** Written problem **
Which lines in the records below contain the string "gate"? Copy each of them, treating uppercase and lowercase letters as different.

-- Data shown start --

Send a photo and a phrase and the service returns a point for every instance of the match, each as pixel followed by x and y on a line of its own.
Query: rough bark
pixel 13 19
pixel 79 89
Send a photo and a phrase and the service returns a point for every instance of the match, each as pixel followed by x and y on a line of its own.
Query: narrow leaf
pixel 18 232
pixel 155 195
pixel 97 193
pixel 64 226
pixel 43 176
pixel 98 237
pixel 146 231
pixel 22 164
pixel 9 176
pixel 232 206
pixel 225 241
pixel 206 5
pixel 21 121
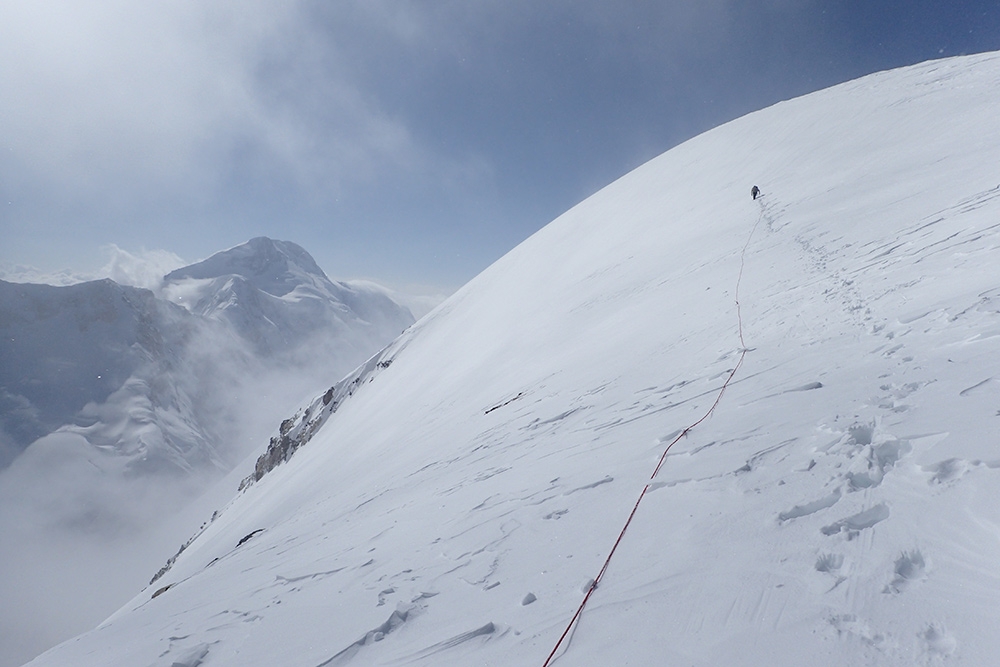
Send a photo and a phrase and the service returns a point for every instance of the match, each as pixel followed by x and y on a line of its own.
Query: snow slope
pixel 838 507
pixel 120 406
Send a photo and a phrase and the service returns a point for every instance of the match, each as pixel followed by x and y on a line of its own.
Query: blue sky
pixel 408 142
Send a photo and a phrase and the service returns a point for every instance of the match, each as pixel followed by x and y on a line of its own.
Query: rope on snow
pixel 663 457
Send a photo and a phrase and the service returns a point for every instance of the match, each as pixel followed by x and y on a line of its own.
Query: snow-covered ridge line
pixel 300 428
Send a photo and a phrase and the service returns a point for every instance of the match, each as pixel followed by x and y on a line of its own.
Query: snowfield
pixel 839 507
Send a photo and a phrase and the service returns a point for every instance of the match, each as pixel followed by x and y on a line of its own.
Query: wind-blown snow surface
pixel 839 507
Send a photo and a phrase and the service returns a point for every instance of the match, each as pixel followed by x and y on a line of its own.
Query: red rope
pixel 663 457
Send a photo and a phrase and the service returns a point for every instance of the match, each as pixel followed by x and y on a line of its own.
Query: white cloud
pixel 144 268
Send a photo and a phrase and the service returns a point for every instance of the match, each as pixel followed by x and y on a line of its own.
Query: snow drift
pixel 839 506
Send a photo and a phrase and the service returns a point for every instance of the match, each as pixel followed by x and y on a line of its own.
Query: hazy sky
pixel 411 142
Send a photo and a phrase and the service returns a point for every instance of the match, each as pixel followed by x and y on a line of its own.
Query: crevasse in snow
pixel 839 506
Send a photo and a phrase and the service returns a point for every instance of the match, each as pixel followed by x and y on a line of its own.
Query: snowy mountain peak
pixel 275 267
pixel 823 363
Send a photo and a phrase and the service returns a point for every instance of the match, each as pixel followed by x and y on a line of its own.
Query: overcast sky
pixel 410 142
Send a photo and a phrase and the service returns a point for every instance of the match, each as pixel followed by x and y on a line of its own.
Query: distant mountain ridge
pixel 119 406
pixel 837 507
pixel 66 348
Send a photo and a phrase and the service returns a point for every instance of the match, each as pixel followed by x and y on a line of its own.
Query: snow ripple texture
pixel 838 508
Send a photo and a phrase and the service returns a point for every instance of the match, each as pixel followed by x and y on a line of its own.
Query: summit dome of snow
pixel 275 267
pixel 838 507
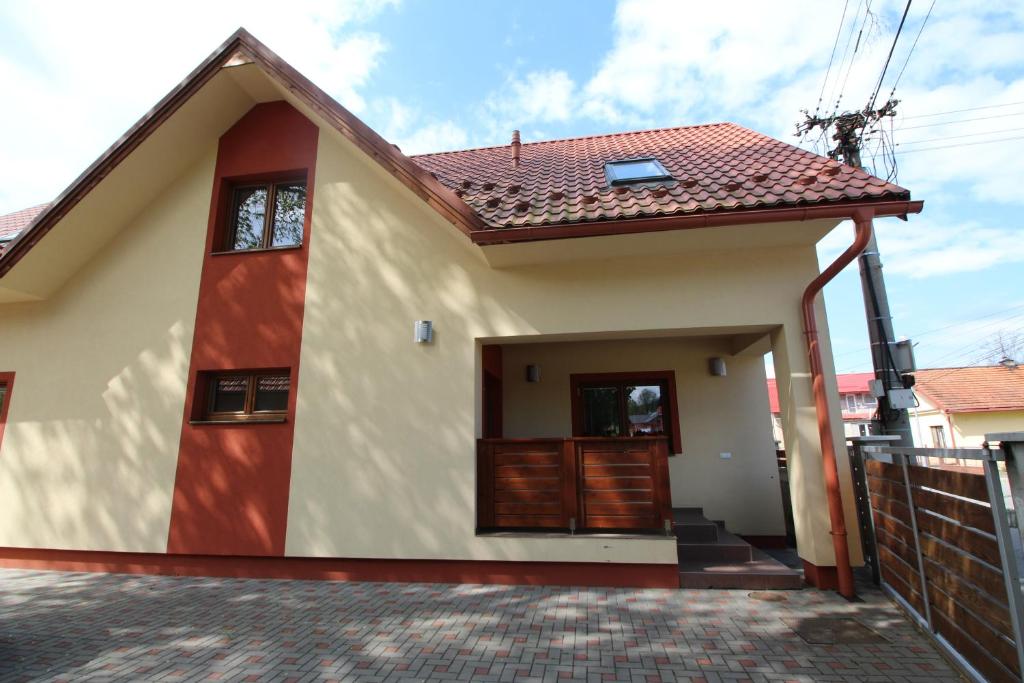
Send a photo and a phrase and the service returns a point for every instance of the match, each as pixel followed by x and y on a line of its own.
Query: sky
pixel 433 75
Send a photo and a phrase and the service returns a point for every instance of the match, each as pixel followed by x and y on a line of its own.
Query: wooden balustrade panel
pixel 623 483
pixel 522 484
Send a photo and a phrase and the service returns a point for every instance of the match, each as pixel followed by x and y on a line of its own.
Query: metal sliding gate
pixel 940 542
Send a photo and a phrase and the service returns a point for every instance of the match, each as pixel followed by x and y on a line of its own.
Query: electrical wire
pixel 913 45
pixel 961 144
pixel 956 137
pixel 972 109
pixel 949 123
pixel 824 81
pixel 899 30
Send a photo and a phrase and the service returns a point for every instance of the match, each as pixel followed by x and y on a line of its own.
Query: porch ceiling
pixel 740 337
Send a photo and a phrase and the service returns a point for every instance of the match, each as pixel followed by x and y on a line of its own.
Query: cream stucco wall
pixel 717 415
pixel 384 454
pixel 91 442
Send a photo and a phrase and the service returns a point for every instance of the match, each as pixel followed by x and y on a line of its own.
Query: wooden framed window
pixel 257 395
pixel 266 215
pixel 640 403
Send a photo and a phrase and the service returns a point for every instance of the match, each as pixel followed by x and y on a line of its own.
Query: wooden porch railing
pixel 583 482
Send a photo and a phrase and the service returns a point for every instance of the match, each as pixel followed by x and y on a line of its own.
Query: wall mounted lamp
pixel 423 332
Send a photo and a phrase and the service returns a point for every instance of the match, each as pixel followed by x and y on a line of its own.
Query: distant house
pixel 960 406
pixel 856 401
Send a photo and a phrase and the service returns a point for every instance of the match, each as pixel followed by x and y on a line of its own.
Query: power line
pixel 839 32
pixel 956 137
pixel 973 109
pixel 988 327
pixel 962 144
pixel 949 123
pixel 899 30
pixel 916 38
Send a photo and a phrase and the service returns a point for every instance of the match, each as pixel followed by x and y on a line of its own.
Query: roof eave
pixel 420 181
pixel 900 208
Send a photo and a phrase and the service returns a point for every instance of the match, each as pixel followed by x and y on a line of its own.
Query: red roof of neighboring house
pixel 12 223
pixel 854 382
pixel 973 389
pixel 848 383
pixel 716 167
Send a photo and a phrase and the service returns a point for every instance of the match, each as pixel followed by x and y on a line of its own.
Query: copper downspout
pixel 862 221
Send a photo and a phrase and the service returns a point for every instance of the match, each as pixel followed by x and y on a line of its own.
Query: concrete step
pixel 685 514
pixel 762 572
pixel 715 552
pixel 696 531
pixel 754 575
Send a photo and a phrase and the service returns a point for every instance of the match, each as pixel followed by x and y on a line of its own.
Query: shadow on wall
pixel 384 459
pixel 89 453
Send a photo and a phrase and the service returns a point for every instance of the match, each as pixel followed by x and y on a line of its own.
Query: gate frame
pixel 1012 453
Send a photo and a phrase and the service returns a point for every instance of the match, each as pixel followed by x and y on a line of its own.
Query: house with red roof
pixel 254 338
pixel 855 399
pixel 958 406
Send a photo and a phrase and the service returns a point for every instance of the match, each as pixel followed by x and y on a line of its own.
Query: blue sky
pixel 433 75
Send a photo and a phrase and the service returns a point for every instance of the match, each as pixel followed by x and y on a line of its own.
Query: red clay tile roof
pixel 12 223
pixel 716 167
pixel 973 389
pixel 848 383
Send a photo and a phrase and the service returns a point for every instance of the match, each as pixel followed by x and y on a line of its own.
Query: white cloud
pixel 924 248
pixel 537 97
pixel 85 72
pixel 415 132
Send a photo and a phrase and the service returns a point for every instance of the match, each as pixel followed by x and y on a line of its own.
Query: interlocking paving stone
pixel 88 627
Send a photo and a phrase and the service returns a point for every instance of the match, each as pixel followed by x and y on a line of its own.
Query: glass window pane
pixel 229 394
pixel 645 410
pixel 271 393
pixel 250 210
pixel 636 170
pixel 600 412
pixel 289 213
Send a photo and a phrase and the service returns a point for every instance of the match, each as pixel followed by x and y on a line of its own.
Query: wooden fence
pixel 573 483
pixel 940 544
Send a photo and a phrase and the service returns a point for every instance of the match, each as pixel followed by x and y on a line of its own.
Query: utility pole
pixel 891 417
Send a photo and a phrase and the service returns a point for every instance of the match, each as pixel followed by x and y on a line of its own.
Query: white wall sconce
pixel 423 332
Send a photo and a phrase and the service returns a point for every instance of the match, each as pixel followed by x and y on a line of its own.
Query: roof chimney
pixel 515 148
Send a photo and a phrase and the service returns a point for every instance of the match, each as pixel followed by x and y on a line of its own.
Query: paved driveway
pixel 73 627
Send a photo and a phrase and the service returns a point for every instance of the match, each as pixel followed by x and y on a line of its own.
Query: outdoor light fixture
pixel 423 332
pixel 532 373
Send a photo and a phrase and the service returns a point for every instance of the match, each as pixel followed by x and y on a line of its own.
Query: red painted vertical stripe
pixel 7 380
pixel 231 486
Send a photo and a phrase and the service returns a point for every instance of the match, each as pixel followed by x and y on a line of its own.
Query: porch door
pixel 623 422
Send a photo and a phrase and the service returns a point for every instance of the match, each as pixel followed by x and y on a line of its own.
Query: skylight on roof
pixel 635 170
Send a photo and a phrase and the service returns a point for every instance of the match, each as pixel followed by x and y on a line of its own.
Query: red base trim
pixel 771 542
pixel 823 578
pixel 442 571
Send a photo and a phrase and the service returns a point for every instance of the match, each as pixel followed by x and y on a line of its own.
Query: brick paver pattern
pixel 90 627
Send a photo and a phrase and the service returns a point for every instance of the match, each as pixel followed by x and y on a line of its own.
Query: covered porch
pixel 610 432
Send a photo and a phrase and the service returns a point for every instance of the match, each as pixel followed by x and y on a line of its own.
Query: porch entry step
pixel 712 557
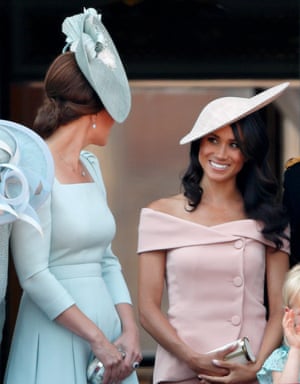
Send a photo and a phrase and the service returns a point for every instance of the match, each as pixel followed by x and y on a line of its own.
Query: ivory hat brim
pixel 227 110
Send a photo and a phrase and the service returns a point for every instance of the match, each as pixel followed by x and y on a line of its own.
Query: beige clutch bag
pixel 242 354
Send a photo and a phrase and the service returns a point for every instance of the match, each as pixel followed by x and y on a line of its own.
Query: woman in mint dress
pixel 75 304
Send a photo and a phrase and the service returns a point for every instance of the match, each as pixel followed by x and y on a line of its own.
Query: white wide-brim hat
pixel 227 110
pixel 26 173
pixel 99 61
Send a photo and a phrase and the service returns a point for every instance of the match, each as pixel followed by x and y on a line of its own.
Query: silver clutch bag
pixel 95 371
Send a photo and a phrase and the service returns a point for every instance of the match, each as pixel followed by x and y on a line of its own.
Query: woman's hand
pixel 129 343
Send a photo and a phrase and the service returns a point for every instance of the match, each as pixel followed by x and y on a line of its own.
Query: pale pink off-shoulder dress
pixel 215 282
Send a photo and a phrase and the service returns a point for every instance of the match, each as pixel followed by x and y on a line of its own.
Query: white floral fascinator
pixel 26 173
pixel 99 61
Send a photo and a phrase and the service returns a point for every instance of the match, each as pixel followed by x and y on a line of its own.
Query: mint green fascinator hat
pixel 26 173
pixel 99 61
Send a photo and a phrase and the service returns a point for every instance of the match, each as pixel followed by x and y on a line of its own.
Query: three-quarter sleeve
pixel 30 253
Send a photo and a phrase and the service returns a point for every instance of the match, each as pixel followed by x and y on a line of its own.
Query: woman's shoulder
pixel 170 205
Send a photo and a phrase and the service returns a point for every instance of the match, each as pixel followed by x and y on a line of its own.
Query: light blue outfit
pixel 275 362
pixel 71 264
pixel 4 238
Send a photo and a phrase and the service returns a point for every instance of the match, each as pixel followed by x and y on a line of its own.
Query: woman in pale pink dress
pixel 216 246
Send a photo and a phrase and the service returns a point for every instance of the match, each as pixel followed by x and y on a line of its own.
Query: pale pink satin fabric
pixel 215 282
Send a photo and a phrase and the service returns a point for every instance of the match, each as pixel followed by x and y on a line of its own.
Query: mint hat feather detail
pixel 99 61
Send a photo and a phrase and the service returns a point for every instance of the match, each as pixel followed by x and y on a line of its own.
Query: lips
pixel 218 165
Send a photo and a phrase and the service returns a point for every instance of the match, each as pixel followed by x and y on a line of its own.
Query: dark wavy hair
pixel 256 182
pixel 68 96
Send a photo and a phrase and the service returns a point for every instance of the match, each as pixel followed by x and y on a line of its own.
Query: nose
pixel 222 151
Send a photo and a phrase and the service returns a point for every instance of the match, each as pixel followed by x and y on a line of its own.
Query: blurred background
pixel 179 55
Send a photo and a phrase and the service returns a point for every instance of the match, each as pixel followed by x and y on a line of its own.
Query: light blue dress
pixel 274 363
pixel 71 264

-- Data shown end --

** Task result **
Query: metal sliding gate
Query: gate frame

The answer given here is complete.